___ DATA SUPPLIED

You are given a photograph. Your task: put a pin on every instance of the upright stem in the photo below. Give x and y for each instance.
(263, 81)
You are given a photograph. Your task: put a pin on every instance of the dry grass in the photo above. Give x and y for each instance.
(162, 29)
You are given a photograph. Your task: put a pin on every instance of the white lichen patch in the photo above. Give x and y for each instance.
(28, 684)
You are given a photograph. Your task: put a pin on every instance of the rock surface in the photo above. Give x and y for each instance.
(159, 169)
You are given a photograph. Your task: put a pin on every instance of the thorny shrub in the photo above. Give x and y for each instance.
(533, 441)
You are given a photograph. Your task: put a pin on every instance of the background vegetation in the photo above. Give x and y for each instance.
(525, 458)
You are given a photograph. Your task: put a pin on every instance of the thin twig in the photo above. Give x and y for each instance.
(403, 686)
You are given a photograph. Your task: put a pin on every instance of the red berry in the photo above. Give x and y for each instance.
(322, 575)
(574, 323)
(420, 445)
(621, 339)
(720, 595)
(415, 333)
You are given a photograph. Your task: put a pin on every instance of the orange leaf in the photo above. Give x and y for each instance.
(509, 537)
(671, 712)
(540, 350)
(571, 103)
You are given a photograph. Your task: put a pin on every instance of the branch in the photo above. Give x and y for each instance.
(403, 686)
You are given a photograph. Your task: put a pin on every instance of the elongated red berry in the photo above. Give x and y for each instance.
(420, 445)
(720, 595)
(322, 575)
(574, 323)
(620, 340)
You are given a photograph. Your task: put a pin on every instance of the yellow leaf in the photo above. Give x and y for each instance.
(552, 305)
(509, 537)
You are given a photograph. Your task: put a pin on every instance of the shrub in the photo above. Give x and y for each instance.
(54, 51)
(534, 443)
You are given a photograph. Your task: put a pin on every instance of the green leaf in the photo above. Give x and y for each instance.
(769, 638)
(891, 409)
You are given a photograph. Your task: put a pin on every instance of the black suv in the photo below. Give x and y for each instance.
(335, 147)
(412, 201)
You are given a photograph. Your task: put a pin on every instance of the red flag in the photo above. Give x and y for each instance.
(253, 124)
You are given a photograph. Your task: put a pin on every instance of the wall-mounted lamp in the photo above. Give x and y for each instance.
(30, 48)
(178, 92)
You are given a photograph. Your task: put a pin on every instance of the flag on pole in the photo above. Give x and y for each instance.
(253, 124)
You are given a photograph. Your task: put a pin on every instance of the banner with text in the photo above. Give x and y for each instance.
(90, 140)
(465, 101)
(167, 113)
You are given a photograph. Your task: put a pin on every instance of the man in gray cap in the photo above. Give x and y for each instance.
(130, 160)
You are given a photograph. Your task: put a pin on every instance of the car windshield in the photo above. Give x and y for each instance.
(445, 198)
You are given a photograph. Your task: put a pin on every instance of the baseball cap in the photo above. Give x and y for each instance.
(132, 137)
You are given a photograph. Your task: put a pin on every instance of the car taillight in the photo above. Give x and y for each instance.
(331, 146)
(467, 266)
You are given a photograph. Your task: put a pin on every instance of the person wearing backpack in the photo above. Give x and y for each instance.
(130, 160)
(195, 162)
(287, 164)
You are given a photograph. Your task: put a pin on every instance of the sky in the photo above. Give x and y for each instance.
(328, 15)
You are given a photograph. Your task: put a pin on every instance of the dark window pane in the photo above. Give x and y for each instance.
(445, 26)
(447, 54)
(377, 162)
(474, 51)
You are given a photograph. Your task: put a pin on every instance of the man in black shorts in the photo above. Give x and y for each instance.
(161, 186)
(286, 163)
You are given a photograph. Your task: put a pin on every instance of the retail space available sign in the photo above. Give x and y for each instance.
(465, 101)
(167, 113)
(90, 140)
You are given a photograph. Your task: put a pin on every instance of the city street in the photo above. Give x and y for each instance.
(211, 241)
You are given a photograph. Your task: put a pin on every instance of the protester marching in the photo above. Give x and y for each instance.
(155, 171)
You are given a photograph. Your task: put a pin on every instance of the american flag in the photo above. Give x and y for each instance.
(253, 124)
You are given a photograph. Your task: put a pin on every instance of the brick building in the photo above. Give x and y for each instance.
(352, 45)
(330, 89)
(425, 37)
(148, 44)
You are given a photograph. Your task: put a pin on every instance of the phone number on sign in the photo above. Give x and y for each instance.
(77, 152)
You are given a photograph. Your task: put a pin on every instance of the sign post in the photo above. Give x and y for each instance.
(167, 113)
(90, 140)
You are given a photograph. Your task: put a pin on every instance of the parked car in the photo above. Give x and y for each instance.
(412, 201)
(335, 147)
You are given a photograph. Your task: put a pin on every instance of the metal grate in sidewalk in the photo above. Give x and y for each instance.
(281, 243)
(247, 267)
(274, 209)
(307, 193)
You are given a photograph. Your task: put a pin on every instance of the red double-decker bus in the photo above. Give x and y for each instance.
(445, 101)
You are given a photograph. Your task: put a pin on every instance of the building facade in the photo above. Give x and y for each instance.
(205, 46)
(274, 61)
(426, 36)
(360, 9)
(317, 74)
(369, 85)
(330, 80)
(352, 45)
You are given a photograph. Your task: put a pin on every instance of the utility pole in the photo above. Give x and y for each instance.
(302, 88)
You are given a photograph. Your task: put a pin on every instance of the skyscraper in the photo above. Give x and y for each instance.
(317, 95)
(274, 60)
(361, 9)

______

### WHAT IS BEING ASKED
Swap "put a pin on" for "mark" everywhere it occurs in the data above, and write out all the lines again with nothing else changed.

### TASK ANSWER
You are given a photograph. Your task: mark every instance of the upright stem in the photo below. Give x and y for each instance.
(263, 81)
You are given a photograph. Your task: mark every instance of the dry grass in the photo above. Give x and y for each instance.
(162, 29)
You are given a photograph. Your task: mark every instance of the white lichen patch in the photo above. Give x and y for each instance.
(28, 684)
You are given a photograph. Your task: mark every instance of the rock surface in the photo above. Give x and y for each instance.
(159, 169)
You are given a photograph. Your task: mark every instance of the thorny shrub in the photo above. Give x and y for each instance.
(533, 441)
You are given a photograph. Your task: mark every instance of the background vegetation in the photo above. Give x and y for each instance.
(525, 458)
You are given a photograph. Your task: mark every instance of the thin twig in the photo above. Give x and y for each instance.
(403, 686)
You are given a photograph. Your task: mark every instance of the red berry in the photo above. Give x and y for each instance.
(322, 575)
(574, 323)
(420, 445)
(621, 339)
(720, 595)
(415, 333)
You are given a photograph. Your task: mark every instance of the orange leaf in the photo above. Give x and y for each instance.
(509, 537)
(671, 712)
(540, 350)
(571, 103)
You are given a photograph. Your task: mark every instance of the branch in the photo above. Give x and y for each instance.
(403, 686)
You are given a photograph. Your task: mark every instance of the elongated red berry in the photo above. Give x and y for each instance.
(420, 445)
(720, 595)
(322, 575)
(574, 323)
(620, 340)
You are given a photograph. Your task: mark every instance of the yellow leaf in the photo above. Give x and y for each instance.
(552, 305)
(509, 537)
You are given a photograph. Your task: mark every instance of the shrub in the photo above. Give x and y for each instance.
(54, 51)
(534, 443)
You are given a photograph. Your task: mark every instance of the green leaf in the photo above. Give x and y for each instance.
(769, 638)
(891, 409)
You are given a photograph. Your task: mark every instance of the black suv in the photo below. Give x and y for each instance.
(335, 147)
(412, 201)
You are given a photograph. Your task: mark every instance of the red flag in the photo above. Give x and y for each instance.
(253, 124)
You are given a photograph. Your task: mark every instance of the wall-mounted lamp in the photo above. Give x and y for each instance.
(30, 48)
(178, 92)
You are given a photograph. Your task: mark every instance of the flag on pole in the photo above. Give x and y for each instance.
(253, 124)
You are given a photograph. Your task: mark every instance of the banner with text in the photo above. Give x and y for each instance.
(90, 140)
(465, 101)
(167, 113)
You are given a photograph. Your task: mark every instance of the man in gray cap in the photo above. Give x and y for each instance.
(130, 160)
You are given a photograph. Your task: mark every instance of the car windshield in the photo above. Give x and y for each instance.
(445, 198)
You are given a photograph. Your task: mark every instance of the baseball cap in the photo above. Give x and y for each instance.
(132, 137)
You are given a photograph. Your task: mark every instance of the car taillight in the photo above. Give x and y for each instance.
(331, 146)
(467, 266)
You are given a photograph. Your task: mark every instance of the person wearing backpack in the photo above. Give x and y for each instance.
(130, 160)
(195, 162)
(287, 164)
You are given a photograph. Your task: mark every instance of the sky in the photo above. Give x and y for each instance.
(328, 15)
You are given a photograph. Your task: mark every instance of the dark window pane in the photo above. Give x and y for each instance.
(445, 26)
(447, 54)
(377, 162)
(474, 51)
You are given a photograph. Your task: mark every instance of the man in black shorts in the photo above. Give x and y for each instance.
(161, 186)
(286, 163)
You are given a photograph. Your task: mark every instance of the retail space available sign in the photo above. Give x and y for each instance.
(465, 101)
(167, 113)
(90, 140)
You are given a photograph. Your task: mark every instance of the city street in the photo above. Give x and y for each instance.
(211, 241)
You are given a photograph. Your task: mark every instance of the protester marching in the photo above. Give x and y for each instance.
(155, 171)
You are given a photograph. Your task: mark every instance of the american flag in the photo above. Give x and y for each instance.
(253, 124)
You are given a photograph. Your task: mark every instance of the brick building in the photo above. Give x and y for each instance.
(352, 45)
(330, 89)
(425, 37)
(148, 44)
You are given a photograph. Your task: mark every instance of the phone number on sign in the photo above. Give x and y for each instance.
(77, 152)
You are given a photograph. Your task: mark every instance of the sign post in the photo above. Give x and y for each instance.
(167, 113)
(90, 140)
You are given a photograph. Your task: mark every instance of the parked car in the photo above. Give x and y for each instance.
(412, 201)
(335, 147)
You are given a photograph. Your task: mark every instance of the metal grate in sidewalk in the photo above. Give x and y for each instance.
(281, 243)
(247, 267)
(274, 209)
(307, 193)
You are given a photograph. Your task: mark every instance of the red double-decker bus in the photo above. Give x and y for each instance.
(445, 101)
You are given a photograph. Your task: mark every instance of the building facade in the photo above. Give x and y for each instance.
(205, 46)
(274, 61)
(426, 36)
(360, 9)
(317, 74)
(369, 85)
(330, 80)
(352, 45)
You are given a photograph. Your task: mark every instance of the utility pole in the photo above. Give x and y for each instance.
(302, 88)
You are given a photograph. Your task: mark every instance of the skyscraper in the photo above. Give x and y for each instance.
(317, 95)
(274, 60)
(361, 9)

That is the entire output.